[EXTRACTED MATERIAL]:
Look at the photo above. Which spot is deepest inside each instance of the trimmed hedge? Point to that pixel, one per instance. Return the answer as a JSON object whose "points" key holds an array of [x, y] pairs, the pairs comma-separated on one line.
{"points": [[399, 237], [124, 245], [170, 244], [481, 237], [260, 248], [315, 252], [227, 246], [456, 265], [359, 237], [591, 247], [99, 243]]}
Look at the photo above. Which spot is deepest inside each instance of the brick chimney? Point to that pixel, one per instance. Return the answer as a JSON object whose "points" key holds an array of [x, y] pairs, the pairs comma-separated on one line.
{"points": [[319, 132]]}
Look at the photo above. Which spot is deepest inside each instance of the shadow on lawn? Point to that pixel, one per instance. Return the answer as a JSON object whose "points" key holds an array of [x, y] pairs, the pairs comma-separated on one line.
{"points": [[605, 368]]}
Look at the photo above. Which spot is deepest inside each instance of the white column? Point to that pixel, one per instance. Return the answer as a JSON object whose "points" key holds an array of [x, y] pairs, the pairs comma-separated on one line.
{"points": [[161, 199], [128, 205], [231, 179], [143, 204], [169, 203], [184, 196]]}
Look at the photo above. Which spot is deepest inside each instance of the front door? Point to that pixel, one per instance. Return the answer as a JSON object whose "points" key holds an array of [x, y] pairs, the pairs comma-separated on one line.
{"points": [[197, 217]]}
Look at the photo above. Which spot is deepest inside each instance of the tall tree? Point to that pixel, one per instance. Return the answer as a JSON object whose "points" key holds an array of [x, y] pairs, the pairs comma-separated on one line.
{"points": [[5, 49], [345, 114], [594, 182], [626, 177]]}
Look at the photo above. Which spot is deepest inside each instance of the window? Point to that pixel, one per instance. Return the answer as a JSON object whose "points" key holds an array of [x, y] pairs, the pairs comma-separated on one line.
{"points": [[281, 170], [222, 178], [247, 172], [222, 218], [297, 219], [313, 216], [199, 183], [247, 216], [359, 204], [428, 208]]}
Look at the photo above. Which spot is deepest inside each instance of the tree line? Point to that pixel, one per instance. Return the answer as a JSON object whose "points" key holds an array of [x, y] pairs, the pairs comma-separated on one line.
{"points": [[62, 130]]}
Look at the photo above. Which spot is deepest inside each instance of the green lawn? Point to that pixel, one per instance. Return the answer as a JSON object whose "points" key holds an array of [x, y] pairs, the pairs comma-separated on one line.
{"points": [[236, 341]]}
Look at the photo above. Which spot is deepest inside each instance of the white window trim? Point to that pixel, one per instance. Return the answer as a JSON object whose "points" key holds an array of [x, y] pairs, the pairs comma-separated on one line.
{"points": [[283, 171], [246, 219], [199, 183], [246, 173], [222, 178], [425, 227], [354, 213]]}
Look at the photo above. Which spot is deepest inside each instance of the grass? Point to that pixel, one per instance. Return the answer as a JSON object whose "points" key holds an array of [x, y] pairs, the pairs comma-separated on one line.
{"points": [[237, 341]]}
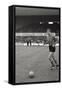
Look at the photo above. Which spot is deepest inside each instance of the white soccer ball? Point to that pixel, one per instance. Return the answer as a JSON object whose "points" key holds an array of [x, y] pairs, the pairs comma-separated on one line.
{"points": [[31, 74]]}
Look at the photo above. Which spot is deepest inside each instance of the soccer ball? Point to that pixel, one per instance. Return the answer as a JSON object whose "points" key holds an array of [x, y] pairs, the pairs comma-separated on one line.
{"points": [[31, 74]]}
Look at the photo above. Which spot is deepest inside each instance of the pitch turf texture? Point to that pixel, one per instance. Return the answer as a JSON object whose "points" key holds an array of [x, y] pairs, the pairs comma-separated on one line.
{"points": [[35, 58]]}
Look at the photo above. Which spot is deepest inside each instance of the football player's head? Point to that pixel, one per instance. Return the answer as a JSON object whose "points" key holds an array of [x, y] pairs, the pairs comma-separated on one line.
{"points": [[48, 31]]}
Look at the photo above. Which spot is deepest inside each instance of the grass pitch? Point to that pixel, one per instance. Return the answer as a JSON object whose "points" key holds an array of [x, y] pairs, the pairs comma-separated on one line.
{"points": [[35, 58]]}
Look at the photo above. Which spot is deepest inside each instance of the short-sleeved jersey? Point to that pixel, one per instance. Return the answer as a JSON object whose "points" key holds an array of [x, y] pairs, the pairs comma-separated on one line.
{"points": [[51, 40]]}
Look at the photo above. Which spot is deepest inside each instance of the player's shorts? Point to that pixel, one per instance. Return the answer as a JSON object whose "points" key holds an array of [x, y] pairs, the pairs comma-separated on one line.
{"points": [[52, 48]]}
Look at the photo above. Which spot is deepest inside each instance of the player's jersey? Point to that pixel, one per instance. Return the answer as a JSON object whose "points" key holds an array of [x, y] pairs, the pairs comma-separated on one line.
{"points": [[51, 40]]}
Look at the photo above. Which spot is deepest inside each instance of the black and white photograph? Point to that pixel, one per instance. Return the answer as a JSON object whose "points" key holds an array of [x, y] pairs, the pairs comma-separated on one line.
{"points": [[37, 44]]}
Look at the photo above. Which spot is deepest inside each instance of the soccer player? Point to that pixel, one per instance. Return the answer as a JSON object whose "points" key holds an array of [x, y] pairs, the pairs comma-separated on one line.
{"points": [[52, 48]]}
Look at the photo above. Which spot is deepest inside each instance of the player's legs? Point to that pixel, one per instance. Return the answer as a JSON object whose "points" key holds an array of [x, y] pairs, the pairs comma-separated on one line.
{"points": [[51, 59], [54, 59]]}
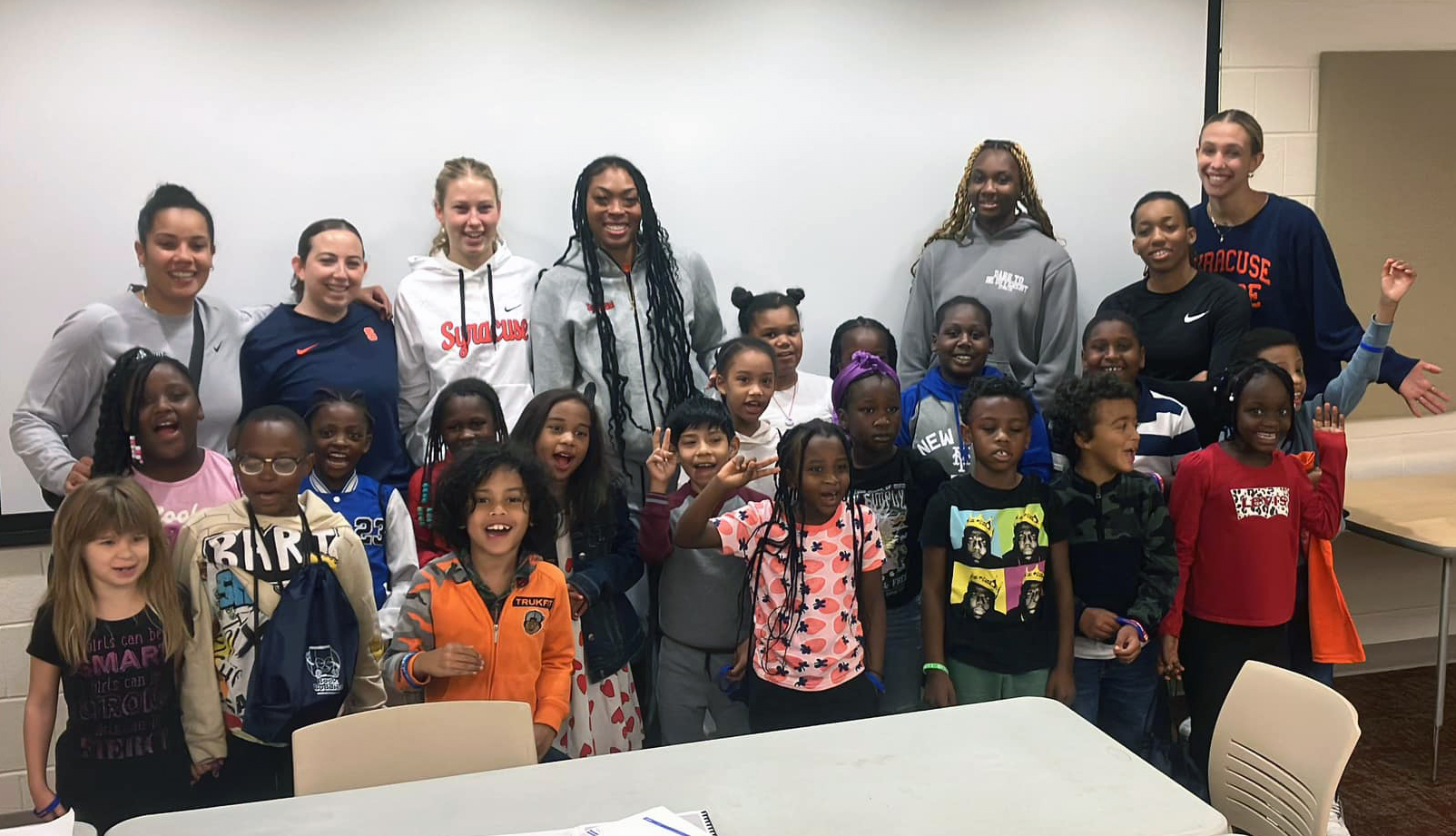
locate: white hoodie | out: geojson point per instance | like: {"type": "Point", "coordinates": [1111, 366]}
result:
{"type": "Point", "coordinates": [452, 322]}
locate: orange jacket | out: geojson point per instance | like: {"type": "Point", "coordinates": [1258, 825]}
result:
{"type": "Point", "coordinates": [527, 655]}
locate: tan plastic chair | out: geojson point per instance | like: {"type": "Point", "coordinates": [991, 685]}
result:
{"type": "Point", "coordinates": [411, 743]}
{"type": "Point", "coordinates": [1279, 751]}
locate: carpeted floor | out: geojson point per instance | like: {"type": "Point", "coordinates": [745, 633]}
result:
{"type": "Point", "coordinates": [1388, 788]}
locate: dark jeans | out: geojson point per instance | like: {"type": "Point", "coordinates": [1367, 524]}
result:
{"type": "Point", "coordinates": [1118, 699]}
{"type": "Point", "coordinates": [1212, 655]}
{"type": "Point", "coordinates": [251, 772]}
{"type": "Point", "coordinates": [775, 708]}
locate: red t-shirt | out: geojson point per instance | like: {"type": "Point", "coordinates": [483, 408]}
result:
{"type": "Point", "coordinates": [1238, 532]}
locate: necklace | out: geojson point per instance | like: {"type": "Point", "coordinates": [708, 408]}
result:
{"type": "Point", "coordinates": [788, 414]}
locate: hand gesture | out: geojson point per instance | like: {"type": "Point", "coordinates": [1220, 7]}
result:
{"type": "Point", "coordinates": [739, 471]}
{"type": "Point", "coordinates": [940, 691]}
{"type": "Point", "coordinates": [1395, 280]}
{"type": "Point", "coordinates": [1128, 645]}
{"type": "Point", "coordinates": [452, 660]}
{"type": "Point", "coordinates": [1098, 624]}
{"type": "Point", "coordinates": [79, 475]}
{"type": "Point", "coordinates": [1419, 390]}
{"type": "Point", "coordinates": [662, 464]}
{"type": "Point", "coordinates": [1062, 686]}
{"type": "Point", "coordinates": [1168, 663]}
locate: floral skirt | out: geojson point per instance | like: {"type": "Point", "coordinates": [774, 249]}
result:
{"type": "Point", "coordinates": [605, 715]}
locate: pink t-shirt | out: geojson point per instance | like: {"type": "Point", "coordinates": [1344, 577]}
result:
{"type": "Point", "coordinates": [212, 486]}
{"type": "Point", "coordinates": [827, 644]}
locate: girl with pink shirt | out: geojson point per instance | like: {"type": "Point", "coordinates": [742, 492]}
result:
{"type": "Point", "coordinates": [147, 430]}
{"type": "Point", "coordinates": [819, 606]}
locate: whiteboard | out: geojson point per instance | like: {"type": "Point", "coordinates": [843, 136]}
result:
{"type": "Point", "coordinates": [792, 143]}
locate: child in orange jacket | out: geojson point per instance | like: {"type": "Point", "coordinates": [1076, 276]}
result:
{"type": "Point", "coordinates": [489, 619]}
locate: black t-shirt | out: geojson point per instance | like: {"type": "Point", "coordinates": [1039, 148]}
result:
{"type": "Point", "coordinates": [1188, 331]}
{"type": "Point", "coordinates": [123, 701]}
{"type": "Point", "coordinates": [1000, 615]}
{"type": "Point", "coordinates": [897, 493]}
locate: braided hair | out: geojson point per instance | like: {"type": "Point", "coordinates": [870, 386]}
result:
{"type": "Point", "coordinates": [781, 537]}
{"type": "Point", "coordinates": [959, 223]}
{"type": "Point", "coordinates": [891, 351]}
{"type": "Point", "coordinates": [665, 318]}
{"type": "Point", "coordinates": [1235, 379]}
{"type": "Point", "coordinates": [121, 399]}
{"type": "Point", "coordinates": [436, 450]}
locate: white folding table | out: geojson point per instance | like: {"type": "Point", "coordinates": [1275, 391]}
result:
{"type": "Point", "coordinates": [1022, 766]}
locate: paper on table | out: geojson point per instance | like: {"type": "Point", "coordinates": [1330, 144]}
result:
{"type": "Point", "coordinates": [655, 821]}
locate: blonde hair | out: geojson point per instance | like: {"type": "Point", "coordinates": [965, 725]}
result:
{"type": "Point", "coordinates": [108, 506]}
{"type": "Point", "coordinates": [450, 172]}
{"type": "Point", "coordinates": [959, 223]}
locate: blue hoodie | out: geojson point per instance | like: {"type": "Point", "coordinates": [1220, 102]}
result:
{"type": "Point", "coordinates": [930, 423]}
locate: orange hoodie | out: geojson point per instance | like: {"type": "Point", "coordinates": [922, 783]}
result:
{"type": "Point", "coordinates": [527, 655]}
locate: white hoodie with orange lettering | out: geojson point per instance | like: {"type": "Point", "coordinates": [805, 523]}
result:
{"type": "Point", "coordinates": [453, 322]}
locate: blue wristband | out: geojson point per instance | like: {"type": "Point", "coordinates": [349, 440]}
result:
{"type": "Point", "coordinates": [875, 681]}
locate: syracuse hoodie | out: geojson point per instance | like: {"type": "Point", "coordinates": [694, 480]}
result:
{"type": "Point", "coordinates": [1026, 280]}
{"type": "Point", "coordinates": [452, 322]}
{"type": "Point", "coordinates": [566, 349]}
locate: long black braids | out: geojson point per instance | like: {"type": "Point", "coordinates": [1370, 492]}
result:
{"type": "Point", "coordinates": [436, 438]}
{"type": "Point", "coordinates": [782, 536]}
{"type": "Point", "coordinates": [667, 329]}
{"type": "Point", "coordinates": [121, 398]}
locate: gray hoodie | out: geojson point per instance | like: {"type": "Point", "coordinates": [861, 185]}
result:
{"type": "Point", "coordinates": [1026, 280]}
{"type": "Point", "coordinates": [566, 351]}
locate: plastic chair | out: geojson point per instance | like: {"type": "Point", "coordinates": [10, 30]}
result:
{"type": "Point", "coordinates": [411, 743]}
{"type": "Point", "coordinates": [1279, 751]}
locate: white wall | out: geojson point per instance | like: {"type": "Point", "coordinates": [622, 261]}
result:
{"type": "Point", "coordinates": [1270, 67]}
{"type": "Point", "coordinates": [807, 143]}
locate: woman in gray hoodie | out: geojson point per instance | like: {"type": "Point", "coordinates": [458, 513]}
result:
{"type": "Point", "coordinates": [619, 310]}
{"type": "Point", "coordinates": [1009, 261]}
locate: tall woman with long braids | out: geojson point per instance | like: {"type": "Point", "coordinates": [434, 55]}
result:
{"type": "Point", "coordinates": [621, 310]}
{"type": "Point", "coordinates": [1010, 261]}
{"type": "Point", "coordinates": [1277, 251]}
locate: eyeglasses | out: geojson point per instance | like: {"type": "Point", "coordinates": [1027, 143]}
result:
{"type": "Point", "coordinates": [281, 467]}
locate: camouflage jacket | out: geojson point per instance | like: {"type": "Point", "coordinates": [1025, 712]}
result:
{"type": "Point", "coordinates": [1121, 545]}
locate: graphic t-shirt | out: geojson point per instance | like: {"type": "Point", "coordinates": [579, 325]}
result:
{"type": "Point", "coordinates": [1000, 614]}
{"type": "Point", "coordinates": [212, 486]}
{"type": "Point", "coordinates": [897, 493]}
{"type": "Point", "coordinates": [827, 644]}
{"type": "Point", "coordinates": [123, 701]}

[EXERCISE INSTRUCTIONS]: Starting at the line containing "locate: tall woman" and running to the end of the rows, give those lines again with "eyeglasses" renamed to "spectacles" and everything else left the same.

[TASK SOLUTION]:
locate: tall woman with long braids | out: geojson point per instance | like: {"type": "Point", "coordinates": [434, 55]}
result:
{"type": "Point", "coordinates": [621, 310]}
{"type": "Point", "coordinates": [1010, 261]}
{"type": "Point", "coordinates": [1277, 251]}
locate: spectacles | out: geojson point per instance | like: {"type": "Point", "coordinates": [1027, 143]}
result:
{"type": "Point", "coordinates": [281, 467]}
locate: camouflage jacket | out: geojson point per instance | like: {"type": "Point", "coordinates": [1025, 712]}
result:
{"type": "Point", "coordinates": [1121, 545]}
locate: graphic t-shirt | out: geojson point per instance | like: {"type": "Point", "coordinates": [579, 325]}
result:
{"type": "Point", "coordinates": [1000, 614]}
{"type": "Point", "coordinates": [212, 486]}
{"type": "Point", "coordinates": [897, 493]}
{"type": "Point", "coordinates": [827, 644]}
{"type": "Point", "coordinates": [123, 701]}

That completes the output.